Three things I’m focusing on for next season:

  1. Reading the thermal in real time. The 45-degree rule says the vario peak lags the actual core position by about 45° of rotation. So when I hear the strongest beep, the core is already behind me — I need to wait another 1–2 seconds (about an eighth of a turn) before shifting my circle toward it. Right now I’m either reacting too late or not reacting at all.
  1. Active re-centering on every orbit. When vario drops during a circle, react within a quarter-turn: flatten the inside wing toward the stronger side. I currently keep circling passively and hope the core comes back. Robertas’s data shows he re-centers within a single orbit — one bad circle, then immediately back in the core.
  1. Committing to direction. My data shows 7 clockwise orbits mixed with 21 counter-clockwise in this thermal (Robertas: 0 CW, 40 CCW). Mixed turn direction means I was indecisive — switching directions, losing the rhythm, widening the circle. Pick a direction and stick with it.

The bank angle problem will solve itself once I can feel the core. When you know you’re in the right spot, committing to a steep turn is easy. When you don’t, banking hard just feels like burning altitude faster.

How the analysis was built

The analysis pipeline was built with Claude Code as an AI pair programmer, in Python on top of IGC file parsing:

  1. Co-location finder — parses all competition IGC files, matches pilots by GPS position and altitude within a time window
  2. Orbit detection — tracks cumulative heading change to identify individual 360° circles, computes radius, duration, drift
  3. Tow detection — strips winch tow phase from the analysis (straight-line flight + consistent climb = tow, not thermal)
  4. Thermal metrics — netto vario, centering quality, drift ratio, thermal score per we-fly.cloud formula

The source code is on my GitLab. If you have your own IGC files from a competition, you can run the same analysis on your flights.

Competition: Aukštaitijos Taurė 2025, Panevėžys, Lithuania, July 26–27, 2025. Task 1, July 27. Analysis based on publicly available IGC tracklogs.

Task to complete ->
Reproduce the thermaling notes word for word, starting at "The analysis pipeline" and ending with "tow, not thermal)". Rely only on the text above.

Entries shown ->
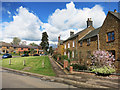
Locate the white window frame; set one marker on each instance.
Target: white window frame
(65, 46)
(73, 54)
(68, 45)
(69, 55)
(73, 43)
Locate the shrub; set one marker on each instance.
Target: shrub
(79, 67)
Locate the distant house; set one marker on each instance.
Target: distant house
(87, 45)
(109, 35)
(71, 44)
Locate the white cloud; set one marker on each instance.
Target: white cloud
(28, 26)
(76, 18)
(25, 25)
(9, 12)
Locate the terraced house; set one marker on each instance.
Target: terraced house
(71, 44)
(106, 37)
(18, 49)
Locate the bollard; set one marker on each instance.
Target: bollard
(24, 62)
(43, 63)
(10, 62)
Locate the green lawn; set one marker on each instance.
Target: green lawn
(33, 64)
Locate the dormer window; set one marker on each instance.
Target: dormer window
(110, 36)
(88, 42)
(68, 45)
(65, 46)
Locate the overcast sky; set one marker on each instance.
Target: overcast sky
(27, 20)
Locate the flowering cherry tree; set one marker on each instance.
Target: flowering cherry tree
(102, 59)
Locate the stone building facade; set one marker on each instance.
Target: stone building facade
(8, 48)
(110, 34)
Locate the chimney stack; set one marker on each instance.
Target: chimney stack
(71, 33)
(58, 38)
(89, 22)
(115, 10)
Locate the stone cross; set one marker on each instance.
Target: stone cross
(10, 62)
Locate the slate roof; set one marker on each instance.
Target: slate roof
(116, 14)
(91, 34)
(75, 35)
(18, 46)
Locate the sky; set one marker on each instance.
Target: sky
(28, 20)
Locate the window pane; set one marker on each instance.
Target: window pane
(109, 36)
(113, 36)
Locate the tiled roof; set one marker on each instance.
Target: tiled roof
(4, 44)
(116, 14)
(91, 34)
(19, 46)
(75, 35)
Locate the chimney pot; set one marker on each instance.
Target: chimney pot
(71, 33)
(58, 38)
(115, 10)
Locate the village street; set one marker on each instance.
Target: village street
(12, 80)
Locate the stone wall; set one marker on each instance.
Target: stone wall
(110, 24)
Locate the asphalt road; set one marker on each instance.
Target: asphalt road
(12, 80)
(12, 56)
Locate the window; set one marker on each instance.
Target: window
(88, 42)
(112, 52)
(88, 54)
(68, 55)
(72, 54)
(65, 46)
(64, 53)
(110, 36)
(81, 43)
(73, 44)
(68, 45)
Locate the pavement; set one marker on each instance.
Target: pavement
(12, 56)
(12, 80)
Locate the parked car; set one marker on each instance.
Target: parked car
(7, 56)
(25, 55)
(36, 55)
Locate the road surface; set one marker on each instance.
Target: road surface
(12, 80)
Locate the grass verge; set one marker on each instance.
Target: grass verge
(33, 64)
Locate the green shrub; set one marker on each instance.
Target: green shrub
(104, 70)
(79, 67)
(64, 57)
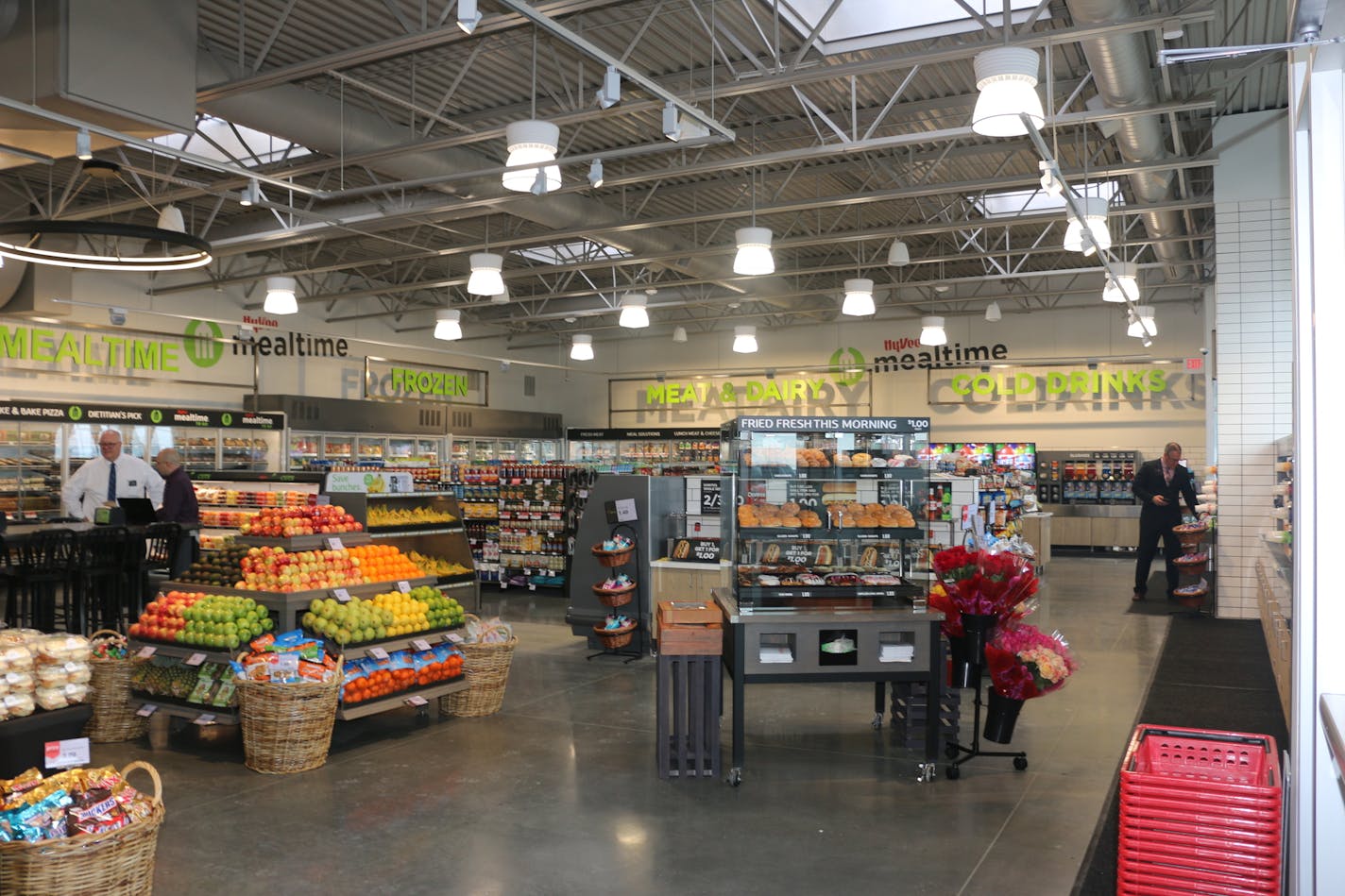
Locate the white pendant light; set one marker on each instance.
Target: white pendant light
(581, 347)
(1125, 285)
(467, 15)
(632, 313)
(931, 331)
(754, 256)
(1142, 323)
(900, 255)
(280, 296)
(1050, 182)
(1099, 237)
(1006, 78)
(485, 279)
(744, 339)
(170, 218)
(859, 297)
(530, 143)
(448, 323)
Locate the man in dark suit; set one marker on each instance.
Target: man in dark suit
(1160, 486)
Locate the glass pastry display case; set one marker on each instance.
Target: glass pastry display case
(826, 512)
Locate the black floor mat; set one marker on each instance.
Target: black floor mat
(1214, 673)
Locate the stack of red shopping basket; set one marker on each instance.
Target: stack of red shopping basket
(1200, 813)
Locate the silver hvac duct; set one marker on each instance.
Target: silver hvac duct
(1123, 76)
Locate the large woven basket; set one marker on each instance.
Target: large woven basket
(120, 863)
(287, 728)
(110, 681)
(487, 674)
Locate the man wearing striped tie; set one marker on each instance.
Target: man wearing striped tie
(111, 475)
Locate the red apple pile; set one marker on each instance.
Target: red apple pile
(284, 570)
(287, 522)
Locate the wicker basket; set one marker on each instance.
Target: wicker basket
(615, 638)
(614, 557)
(487, 674)
(110, 681)
(120, 863)
(287, 728)
(615, 596)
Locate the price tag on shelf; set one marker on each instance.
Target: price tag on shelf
(66, 753)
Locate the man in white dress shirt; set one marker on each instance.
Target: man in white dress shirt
(110, 477)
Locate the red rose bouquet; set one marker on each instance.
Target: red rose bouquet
(985, 582)
(1025, 662)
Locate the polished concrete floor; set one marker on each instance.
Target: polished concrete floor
(558, 792)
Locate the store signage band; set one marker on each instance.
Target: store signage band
(451, 385)
(116, 416)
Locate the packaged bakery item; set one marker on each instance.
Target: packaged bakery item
(60, 649)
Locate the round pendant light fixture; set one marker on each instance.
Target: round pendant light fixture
(1006, 78)
(532, 143)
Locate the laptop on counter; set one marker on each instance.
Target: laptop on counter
(140, 512)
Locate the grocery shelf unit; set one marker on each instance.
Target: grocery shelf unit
(1275, 575)
(840, 595)
(478, 494)
(30, 471)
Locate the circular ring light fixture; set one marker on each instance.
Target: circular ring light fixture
(179, 250)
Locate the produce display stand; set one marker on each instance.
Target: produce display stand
(199, 713)
(803, 633)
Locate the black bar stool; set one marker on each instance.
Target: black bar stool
(43, 575)
(100, 578)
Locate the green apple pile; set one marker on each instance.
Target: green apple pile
(352, 622)
(224, 620)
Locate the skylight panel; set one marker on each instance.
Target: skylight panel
(1025, 202)
(860, 25)
(234, 144)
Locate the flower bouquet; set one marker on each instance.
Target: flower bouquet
(1024, 664)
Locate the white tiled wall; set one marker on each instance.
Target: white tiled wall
(1253, 364)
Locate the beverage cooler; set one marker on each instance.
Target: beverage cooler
(43, 443)
(646, 451)
(1087, 477)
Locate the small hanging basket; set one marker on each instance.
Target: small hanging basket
(615, 596)
(614, 557)
(615, 638)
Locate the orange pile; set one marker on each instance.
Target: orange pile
(383, 563)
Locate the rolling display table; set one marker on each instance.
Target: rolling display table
(792, 646)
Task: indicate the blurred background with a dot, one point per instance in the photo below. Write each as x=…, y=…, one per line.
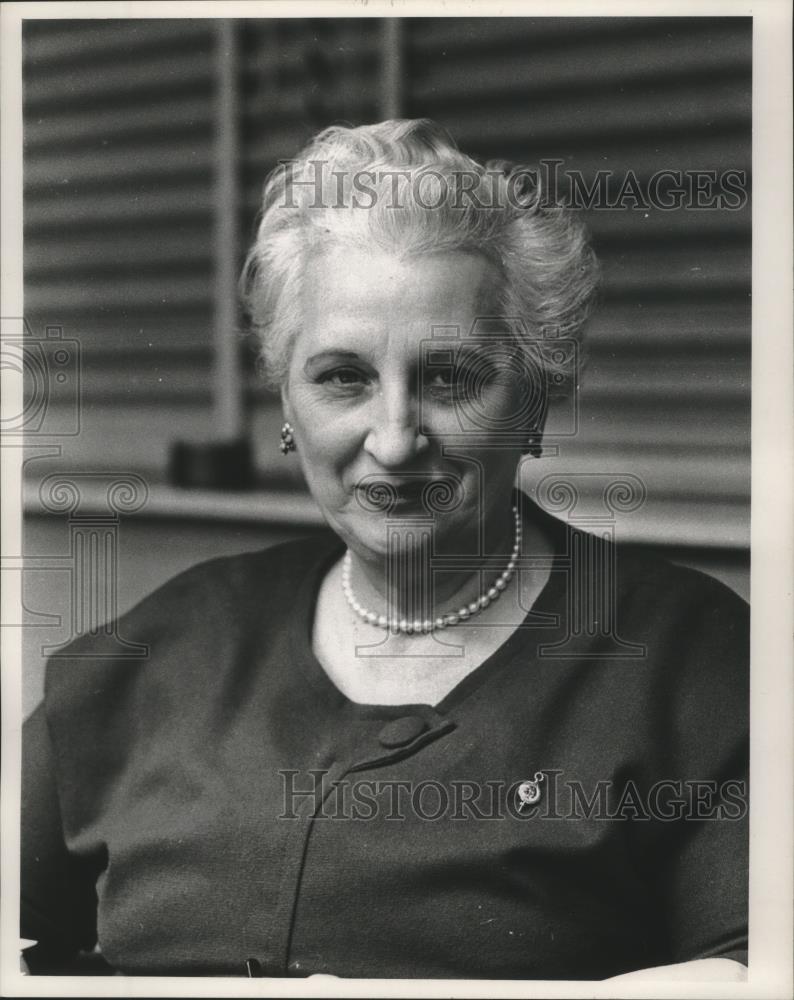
x=146, y=144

Answer ->
The analysis pipeline was built with Claude Code as an AI pair programmer, in Python on top of IGC file parsing:

  1. Co-location finder — parses all competition IGC files, matches pilots by GPS position and altitude within a time window
  2. Orbit detection — tracks cumulative heading change to identify individual 360° circles, computes radius, duration, drift
  3. Tow detection — strips winch tow phase from the analysis (straight-line flight + consistent climb = tow, not thermal)